Rows from a pointing dataset
>> BEGIN
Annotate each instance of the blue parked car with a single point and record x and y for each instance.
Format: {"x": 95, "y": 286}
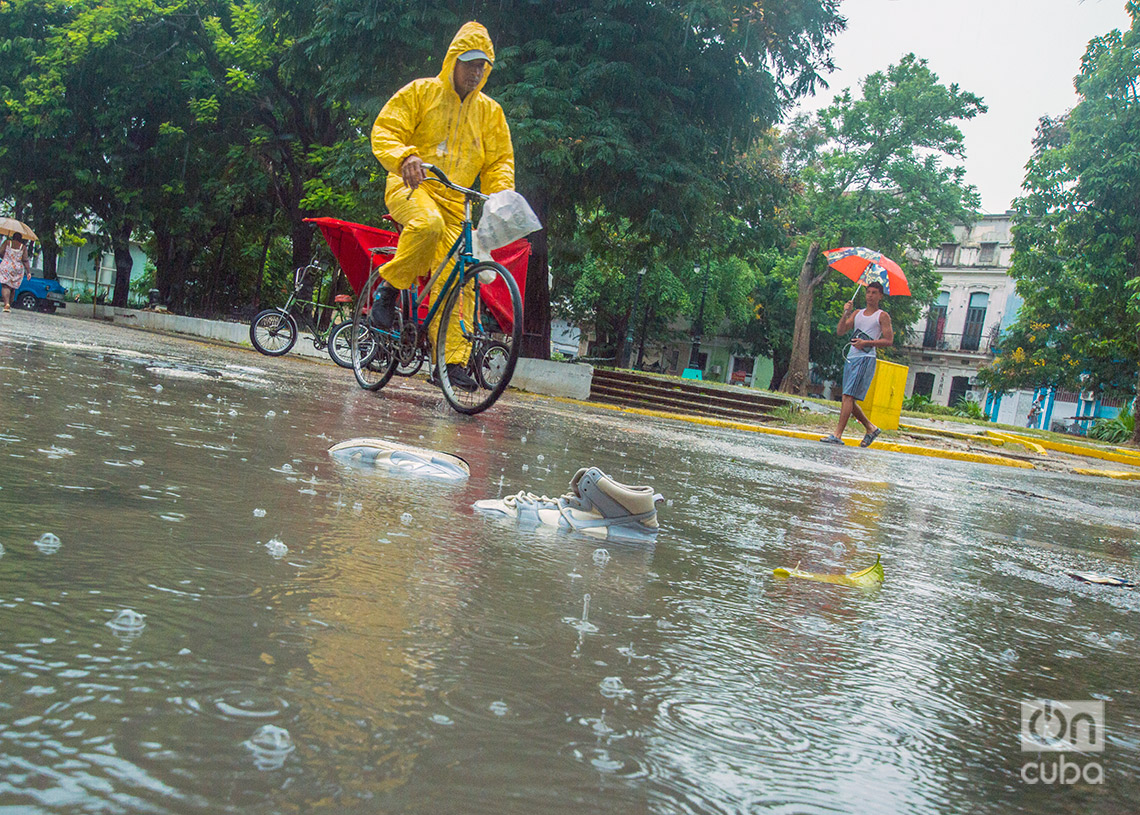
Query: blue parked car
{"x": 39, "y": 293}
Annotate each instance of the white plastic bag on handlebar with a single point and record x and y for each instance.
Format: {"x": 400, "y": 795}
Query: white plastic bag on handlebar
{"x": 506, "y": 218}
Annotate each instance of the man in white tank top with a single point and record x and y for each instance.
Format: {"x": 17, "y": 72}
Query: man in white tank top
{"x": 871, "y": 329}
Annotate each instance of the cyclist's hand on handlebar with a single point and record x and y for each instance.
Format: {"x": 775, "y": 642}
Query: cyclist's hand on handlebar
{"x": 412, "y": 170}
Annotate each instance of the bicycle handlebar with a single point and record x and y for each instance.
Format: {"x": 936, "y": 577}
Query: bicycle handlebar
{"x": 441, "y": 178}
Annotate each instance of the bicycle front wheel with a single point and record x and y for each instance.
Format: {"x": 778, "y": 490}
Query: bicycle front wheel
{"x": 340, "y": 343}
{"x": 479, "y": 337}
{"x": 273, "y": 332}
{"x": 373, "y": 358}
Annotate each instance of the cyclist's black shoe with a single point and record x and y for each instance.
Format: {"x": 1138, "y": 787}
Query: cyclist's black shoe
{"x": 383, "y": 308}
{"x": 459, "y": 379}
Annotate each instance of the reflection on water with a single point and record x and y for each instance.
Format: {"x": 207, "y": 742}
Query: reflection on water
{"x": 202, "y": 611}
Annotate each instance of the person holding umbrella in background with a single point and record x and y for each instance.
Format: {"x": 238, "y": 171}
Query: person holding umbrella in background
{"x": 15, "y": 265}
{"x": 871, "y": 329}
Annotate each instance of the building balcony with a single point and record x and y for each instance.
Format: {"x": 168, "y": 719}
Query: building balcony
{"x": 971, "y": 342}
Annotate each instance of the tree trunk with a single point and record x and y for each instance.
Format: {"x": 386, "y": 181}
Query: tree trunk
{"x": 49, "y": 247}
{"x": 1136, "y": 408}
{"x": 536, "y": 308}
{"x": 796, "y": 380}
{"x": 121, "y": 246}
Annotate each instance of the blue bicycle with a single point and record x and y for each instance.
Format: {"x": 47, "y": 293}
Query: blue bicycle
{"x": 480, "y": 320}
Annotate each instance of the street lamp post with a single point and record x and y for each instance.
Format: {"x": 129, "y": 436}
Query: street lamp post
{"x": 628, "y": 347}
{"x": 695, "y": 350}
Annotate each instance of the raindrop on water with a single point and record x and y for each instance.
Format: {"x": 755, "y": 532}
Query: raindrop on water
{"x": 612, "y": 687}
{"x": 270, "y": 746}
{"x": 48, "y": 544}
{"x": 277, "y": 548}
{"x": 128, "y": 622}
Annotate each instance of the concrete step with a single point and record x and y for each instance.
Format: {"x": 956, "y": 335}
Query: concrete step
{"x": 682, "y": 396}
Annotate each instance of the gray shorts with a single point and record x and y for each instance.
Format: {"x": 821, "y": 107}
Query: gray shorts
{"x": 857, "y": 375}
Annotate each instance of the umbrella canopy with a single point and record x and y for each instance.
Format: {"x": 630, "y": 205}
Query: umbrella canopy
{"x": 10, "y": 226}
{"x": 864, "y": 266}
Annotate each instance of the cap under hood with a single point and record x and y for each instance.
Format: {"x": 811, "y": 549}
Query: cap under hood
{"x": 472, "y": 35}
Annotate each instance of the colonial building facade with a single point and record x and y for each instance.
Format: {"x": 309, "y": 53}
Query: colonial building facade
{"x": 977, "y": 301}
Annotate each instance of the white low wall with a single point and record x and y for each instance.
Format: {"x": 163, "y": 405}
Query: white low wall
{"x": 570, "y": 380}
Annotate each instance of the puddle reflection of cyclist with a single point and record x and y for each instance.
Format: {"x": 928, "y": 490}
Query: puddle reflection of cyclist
>> END
Return the listing above in full and without alteration, excluding its pictures.

Annotate each instance of the blue parked car with a single point and record x and y for each instance.
Format: {"x": 95, "y": 286}
Query: blue parked car
{"x": 39, "y": 293}
Annotate each instance of the white plastic bag on handlebar with a single point and record x and y for each instance.
Format: {"x": 400, "y": 795}
Query: white plastic bag on handlebar
{"x": 506, "y": 218}
Annotate each instance of the man in white tank top with a single point and record x and y for each instance.
Format: {"x": 17, "y": 72}
Query: man in white tank top
{"x": 871, "y": 329}
Annotate each instance of the cyclist's hand on handlebar with a single point and record x and y for each instance.
Format: {"x": 775, "y": 642}
Query: cyclist's hand on handlebar
{"x": 412, "y": 170}
Annotate each instance of the bicycle handlebar with a single point and record x and y for each instance.
Format: {"x": 936, "y": 577}
Query: bicycle handlebar
{"x": 441, "y": 178}
Annotate each instance of the bicycle front wheel with a single point and record x and y for each instance.
Format: {"x": 778, "y": 490}
Query: bicycle front wheel
{"x": 340, "y": 343}
{"x": 479, "y": 337}
{"x": 273, "y": 332}
{"x": 373, "y": 358}
Annotate each instance of the cyclist's black shoe with a single point and record x and y for each instance.
Format: {"x": 1138, "y": 787}
Query: cyclist's black shoe
{"x": 383, "y": 308}
{"x": 459, "y": 379}
Annotate each instance of the reflection on water with a single point and record x and y for each instance.
Format: {"x": 207, "y": 742}
Query: reflection on water
{"x": 202, "y": 611}
Annotate each instance of the person holding umbrella in background with a single point and record x and y for each instance.
Format: {"x": 238, "y": 171}
Query: person holding umbrella in background
{"x": 15, "y": 265}
{"x": 871, "y": 329}
Annotate each instance of the building balcony with a single point and record x and y for each instance.
Format: {"x": 168, "y": 719}
Query: building balcony
{"x": 971, "y": 342}
Annotate each instance of the tree trunk with a single point and record x and y for each instance.
Format: {"x": 386, "y": 181}
Query: tree trunk
{"x": 49, "y": 247}
{"x": 1136, "y": 408}
{"x": 536, "y": 308}
{"x": 796, "y": 380}
{"x": 121, "y": 246}
Annotate each instance of the blue bicycle with a single point and record x and y for each instance.
Format: {"x": 47, "y": 293}
Query: blue bicycle
{"x": 480, "y": 320}
Annotate each instance of the street lamp post with a single point and record x and y for each instance.
Format: {"x": 129, "y": 436}
Query: street lamp post
{"x": 628, "y": 347}
{"x": 695, "y": 350}
Annotate each instance of the raindrop on water with a single point and record x and y for each instance.
Format: {"x": 755, "y": 532}
Query: raindrop on water
{"x": 612, "y": 687}
{"x": 270, "y": 746}
{"x": 48, "y": 544}
{"x": 277, "y": 548}
{"x": 128, "y": 622}
Annotate each instance of the concrete step with a single point and record x and y for each instance.
Format: {"x": 956, "y": 335}
Query: concrete step
{"x": 682, "y": 396}
Annotate each instance of the gray shorts with a single point and record x and y for each instance.
Format: {"x": 821, "y": 107}
Query: gray shorts
{"x": 857, "y": 375}
Annotate each instance of the umbrella canopy with a single point and record x and y for each instance.
Format: {"x": 630, "y": 205}
Query: umbrella canopy
{"x": 10, "y": 226}
{"x": 864, "y": 266}
Annotate each instance of the cap under hood with a single point and record x and y for each instance.
Format: {"x": 811, "y": 549}
Query: cap under hood
{"x": 472, "y": 35}
Annotate each instance of the colonial building facade with a single point and record x and y for each instance.
Format: {"x": 309, "y": 53}
Query: colonial building facade
{"x": 977, "y": 301}
Annotate each instance of the white low wall with a single point and record x and y for each instance.
Format: {"x": 163, "y": 405}
Query: white low wall
{"x": 570, "y": 380}
Annotate each instance of the puddle reflection of cyclist with a single point and record x and y for each instance.
Format: {"x": 928, "y": 490}
Query: puddle reflection of cyclist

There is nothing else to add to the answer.